» Task directions
Only the lines of the data below from the one with "The component shall return one point per instance of the ceiling" through the one with "The component shall return one point per instance of the white" are wanted. Repeat them exactly.

» Source material
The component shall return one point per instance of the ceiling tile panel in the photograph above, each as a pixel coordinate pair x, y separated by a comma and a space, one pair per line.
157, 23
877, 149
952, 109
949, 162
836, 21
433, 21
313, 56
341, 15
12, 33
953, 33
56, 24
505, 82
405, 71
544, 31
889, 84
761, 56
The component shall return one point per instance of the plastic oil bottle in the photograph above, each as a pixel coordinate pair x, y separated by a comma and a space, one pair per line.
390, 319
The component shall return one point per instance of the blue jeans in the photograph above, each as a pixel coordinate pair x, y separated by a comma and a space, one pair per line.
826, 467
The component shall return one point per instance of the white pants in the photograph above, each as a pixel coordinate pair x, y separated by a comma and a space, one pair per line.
---
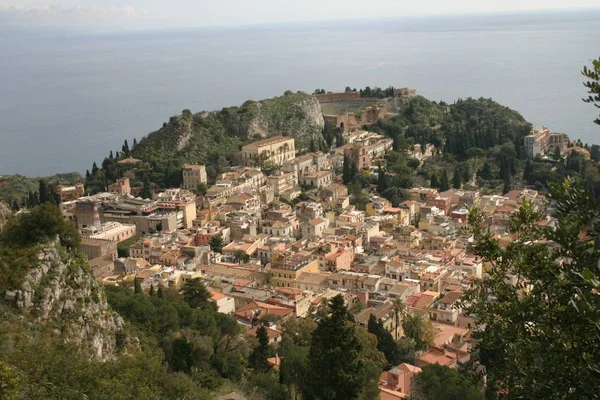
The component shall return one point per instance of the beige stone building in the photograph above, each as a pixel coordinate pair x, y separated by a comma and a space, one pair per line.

» Answer box
The component shall return one point per instance of the ceiling tile panel in the photograph above, each as a pixel coordinate pair x, y separated by a comma and a space, one pair per line.
157, 23
877, 149
952, 109
949, 162
836, 21
433, 21
313, 56
341, 15
12, 33
953, 33
56, 24
505, 82
405, 71
544, 31
889, 84
761, 56
The component shall return one point per instance of the plastic oil bottle in the photograph above, each as a pixel coordinate pair x, y separated by a comma and a space, one pair per line.
390, 319
The component shall return one point per instance of the blue jeans in the photograph above, each as a pixel coordinate pair x, y separated by a comma and a space, one pair per line.
826, 467
The component shall return one point per instance of the white pants in the photograph above, each as a pixel coordinate pair x, y separated by a comma and a space, one pair per line.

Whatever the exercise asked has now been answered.